Referring expression pointing data
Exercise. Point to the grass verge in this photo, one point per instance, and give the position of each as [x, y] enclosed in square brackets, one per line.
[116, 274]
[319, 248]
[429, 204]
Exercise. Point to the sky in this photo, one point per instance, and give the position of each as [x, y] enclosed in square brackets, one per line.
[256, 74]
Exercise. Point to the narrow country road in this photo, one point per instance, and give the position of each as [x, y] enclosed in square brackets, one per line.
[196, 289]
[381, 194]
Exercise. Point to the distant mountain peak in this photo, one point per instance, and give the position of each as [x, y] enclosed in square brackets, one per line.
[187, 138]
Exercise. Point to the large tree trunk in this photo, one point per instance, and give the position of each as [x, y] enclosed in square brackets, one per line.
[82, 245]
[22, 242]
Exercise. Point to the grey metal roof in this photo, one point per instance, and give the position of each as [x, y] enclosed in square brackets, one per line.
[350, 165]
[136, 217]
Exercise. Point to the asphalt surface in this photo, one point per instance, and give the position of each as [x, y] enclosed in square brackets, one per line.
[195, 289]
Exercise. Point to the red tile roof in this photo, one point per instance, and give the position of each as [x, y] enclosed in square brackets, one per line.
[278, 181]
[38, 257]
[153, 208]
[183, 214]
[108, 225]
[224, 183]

TASK DESCRIPTION: Reproduce the entries so that each line reads exactly as it did before.

EXPECTED OUTPUT:
Exercise. Point to the grass verge in this photo, one point per instance, and give the position of each as [x, y] enclosed in square brackets, one per line.
[116, 274]
[319, 248]
[429, 204]
Exercise. Point to the sky in this photo, one point per instance, and give the position of each as [x, y] enclosed in square brackets, one per line.
[256, 74]
Exercise. Point to the narrow country road in this photo, one point per instance, and give the position of each as [x, y] enclosed in square brackets, one per line.
[196, 289]
[381, 194]
Exercise. Point to the distant mountain peak in this photo, one point per instance, and give the position of each as [x, y] enclosed in square brackets, one per line.
[187, 138]
Exercise. Point to the large tree trunk in this photo, one point per instance, and give the position of each as [x, y] enclosed in square brackets, one per line.
[82, 245]
[22, 242]
Exercise. Point to the grey metal roof in this photo, one point per instance, and give the position of each as [x, y] enclosed in square brackets, one per line.
[350, 165]
[136, 217]
Exercise. Point to the asphalt surface in this photo, one point per instance, and give the position of each as [x, y] enclosed in square brackets, one per line.
[195, 289]
Exercise. Point to the red tile roof in this photo, one point per instance, and give the position of each as [x, y] enclosed in square brackets, one per line.
[278, 181]
[38, 257]
[153, 208]
[183, 214]
[108, 225]
[224, 183]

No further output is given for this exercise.